Work task: Continue the article on aligning website design with a corporate marketing strategy, picking up after its last sentence.

The Importance of Aligning Your Website Design with a Corporate Marketing Strategy

A minimal desk setup featuring a laptop notepad and piece of art.

Is your website design meeting the needs of your corporate marketing strategy? Right now, you may have an outstanding looking web design but it may actually be counterproductive to your marketing strategy. When it comes to design, many companies focus on the brand, the website conversion goal, and even trying to get the visitor to take some kind of action. Those are legitimate focus points to design a site around but not necessarily ideal and only ones you should focus on.

To help you understand, let’s look at the strategy of SEO. If the core marketing strategy is to use the search engines to generate traffic, then the website must be aligned for that goal. The website must be optimized, the code behind the website has to be SEO friendly, and the website must load quickly. Many website owners often make small mistakes because they have multiple goals for the website.

For example, one common mistake that companies make is making the search engines read their navigation bar code before their main content. The goal is to make sure the navigation bar is prominent so that visitors go to the appropriate pages and make a purchase. However, this setup hurts SEO rankings when the main strategy is SEO. With the right design strategy, CSS can be used so that the navigation bar stays in place but the code of the main content is read before the navigation bar.

Recorded data:
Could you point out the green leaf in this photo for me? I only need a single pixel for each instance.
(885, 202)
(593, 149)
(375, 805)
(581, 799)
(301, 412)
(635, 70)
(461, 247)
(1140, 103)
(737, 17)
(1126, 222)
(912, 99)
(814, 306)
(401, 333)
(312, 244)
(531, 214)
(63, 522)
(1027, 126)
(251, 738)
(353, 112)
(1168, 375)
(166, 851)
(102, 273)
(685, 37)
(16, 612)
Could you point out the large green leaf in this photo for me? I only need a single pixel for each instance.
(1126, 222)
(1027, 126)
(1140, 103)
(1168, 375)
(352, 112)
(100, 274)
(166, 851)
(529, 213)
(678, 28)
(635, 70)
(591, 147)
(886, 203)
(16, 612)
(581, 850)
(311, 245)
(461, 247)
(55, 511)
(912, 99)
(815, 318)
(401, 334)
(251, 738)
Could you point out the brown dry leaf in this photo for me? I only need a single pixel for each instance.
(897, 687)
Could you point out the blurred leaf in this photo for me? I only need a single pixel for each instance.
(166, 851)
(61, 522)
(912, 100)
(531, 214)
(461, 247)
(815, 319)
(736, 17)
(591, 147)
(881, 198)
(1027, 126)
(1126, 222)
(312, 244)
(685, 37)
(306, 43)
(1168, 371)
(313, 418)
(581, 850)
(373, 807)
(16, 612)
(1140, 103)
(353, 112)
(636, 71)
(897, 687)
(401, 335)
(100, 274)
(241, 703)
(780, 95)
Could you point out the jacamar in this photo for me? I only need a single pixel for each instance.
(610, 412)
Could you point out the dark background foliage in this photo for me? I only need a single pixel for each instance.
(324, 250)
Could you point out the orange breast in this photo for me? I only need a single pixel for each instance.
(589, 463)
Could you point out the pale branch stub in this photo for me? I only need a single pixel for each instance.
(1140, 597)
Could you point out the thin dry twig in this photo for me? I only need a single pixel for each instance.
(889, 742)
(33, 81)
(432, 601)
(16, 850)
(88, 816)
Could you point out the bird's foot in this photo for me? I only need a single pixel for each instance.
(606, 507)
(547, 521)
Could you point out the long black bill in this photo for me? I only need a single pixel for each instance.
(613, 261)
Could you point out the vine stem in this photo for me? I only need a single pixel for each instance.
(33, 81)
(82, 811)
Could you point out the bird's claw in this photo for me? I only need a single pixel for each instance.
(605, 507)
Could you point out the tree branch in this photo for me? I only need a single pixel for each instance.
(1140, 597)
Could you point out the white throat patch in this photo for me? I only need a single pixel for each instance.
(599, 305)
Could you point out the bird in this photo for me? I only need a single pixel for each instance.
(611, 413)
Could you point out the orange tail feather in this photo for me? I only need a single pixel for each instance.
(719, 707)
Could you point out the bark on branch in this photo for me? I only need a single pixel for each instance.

Answer box:
In another scenario, if the core marketing strategy is viral marketing, then there are several things that need to be done to make the website align with that strategy. The website has to load fast, be easily shareable, accessible across multiple devices, emotionally impactful and unique. The goal here is to get people to want to pass it around to their network.

The big mistake that brands often make with viral campaigns is that they focus too much on trying to make their website unique and interesting to the point that the design doesn’t align with the strategy. They use elements like flashy scripts, high resolution videos, funky formatting, and high quality images. While those things can help make a website more viral, they also hurt accessibility and load times.

You have to come up with a list that provides solutions to help you meet your goals and solutions that help you support your marketing strategy. You will quickly find that elements that support your goals may conflict with the marketing strategy. The key here is to try to implement things that support both. For conflicting issues, you can usually seek different methodologies and various technological solutions to find a resolution.

So what mistakes are you making with your web design? Are you designing with certain goals in mind but missing out on the factors that align your strategy? Taking a step back to evaluate what your marketing strategy needs from your website will give you the clarity to come up with a design that ultimately supports your core strategy. The challenge almost always lies in hitting the sweet spot where both the business goals and strategy are supported by your website.